§ **What you have to do**:
Scan the entries that follow for the word "green", then report every line in which it appears.

****************************************

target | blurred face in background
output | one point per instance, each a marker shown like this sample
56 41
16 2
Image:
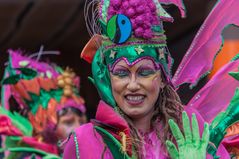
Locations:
68 120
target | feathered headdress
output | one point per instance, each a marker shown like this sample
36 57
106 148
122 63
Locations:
129 30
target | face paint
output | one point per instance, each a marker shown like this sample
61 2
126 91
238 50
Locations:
136 88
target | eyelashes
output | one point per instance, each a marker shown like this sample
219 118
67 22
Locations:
121 73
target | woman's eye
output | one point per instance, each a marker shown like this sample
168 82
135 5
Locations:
146 72
120 73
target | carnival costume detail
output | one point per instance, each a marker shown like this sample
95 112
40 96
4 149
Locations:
38 90
132 30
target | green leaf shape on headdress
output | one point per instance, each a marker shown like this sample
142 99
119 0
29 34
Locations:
220 124
101 77
26 73
113 144
11 80
44 155
19 121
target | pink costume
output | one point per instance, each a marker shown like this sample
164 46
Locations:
91 141
90 144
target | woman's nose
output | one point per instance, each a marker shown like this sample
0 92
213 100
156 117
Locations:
133 84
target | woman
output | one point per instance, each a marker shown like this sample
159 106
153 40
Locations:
140 115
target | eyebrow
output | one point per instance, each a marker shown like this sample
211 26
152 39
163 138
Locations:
119 66
147 66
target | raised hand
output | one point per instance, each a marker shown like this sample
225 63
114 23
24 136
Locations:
189 145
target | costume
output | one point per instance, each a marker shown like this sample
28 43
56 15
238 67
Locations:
32 94
131 31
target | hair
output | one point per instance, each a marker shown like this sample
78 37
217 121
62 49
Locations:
168 106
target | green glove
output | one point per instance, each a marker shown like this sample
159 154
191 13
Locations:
101 79
190 145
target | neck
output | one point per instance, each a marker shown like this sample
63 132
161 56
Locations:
143 123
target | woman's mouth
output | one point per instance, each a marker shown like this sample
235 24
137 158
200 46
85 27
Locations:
135 99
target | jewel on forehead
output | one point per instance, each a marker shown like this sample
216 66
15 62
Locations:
112 54
161 53
139 50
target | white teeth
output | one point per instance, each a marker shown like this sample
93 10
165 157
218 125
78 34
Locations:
134 98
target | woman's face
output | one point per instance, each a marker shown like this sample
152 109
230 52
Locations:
136 88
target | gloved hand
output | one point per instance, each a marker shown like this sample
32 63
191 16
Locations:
190 145
101 79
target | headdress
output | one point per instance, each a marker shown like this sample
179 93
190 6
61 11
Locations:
133 29
129 30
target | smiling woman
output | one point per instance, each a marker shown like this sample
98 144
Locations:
140 114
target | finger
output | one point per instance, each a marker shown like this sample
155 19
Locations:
205 135
176 132
172 150
195 130
187 128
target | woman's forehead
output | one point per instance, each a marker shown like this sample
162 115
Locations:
138 63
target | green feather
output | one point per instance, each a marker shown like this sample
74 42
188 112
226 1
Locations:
27 73
19 121
113 144
44 154
12 79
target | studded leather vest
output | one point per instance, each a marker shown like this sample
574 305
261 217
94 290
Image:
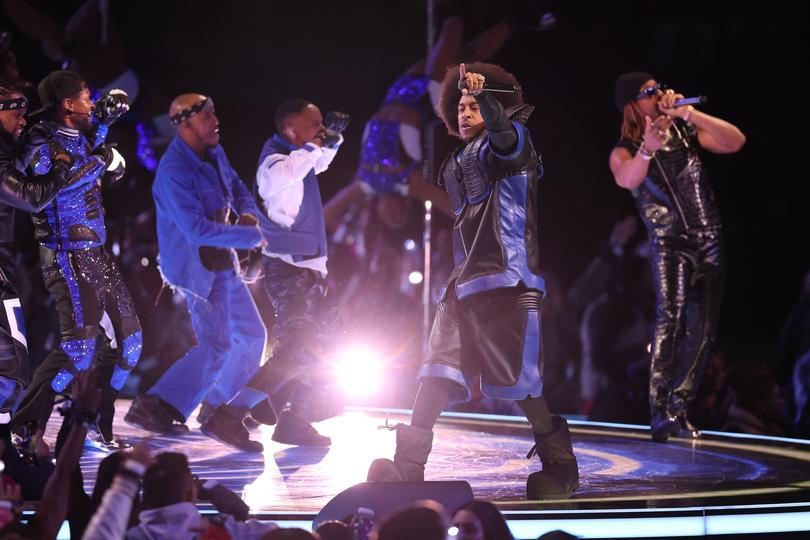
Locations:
676 196
494 198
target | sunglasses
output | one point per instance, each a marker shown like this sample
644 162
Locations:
650 91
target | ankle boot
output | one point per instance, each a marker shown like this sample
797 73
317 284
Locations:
413 447
560 475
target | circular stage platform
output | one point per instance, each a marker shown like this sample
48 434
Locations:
629 486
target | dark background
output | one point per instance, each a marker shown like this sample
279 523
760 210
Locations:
751 61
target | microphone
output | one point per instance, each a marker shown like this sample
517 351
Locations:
494 87
697 100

****************************************

§ **Worked solution**:
target | green leaf shape on headdress
target | green glove
target | green feather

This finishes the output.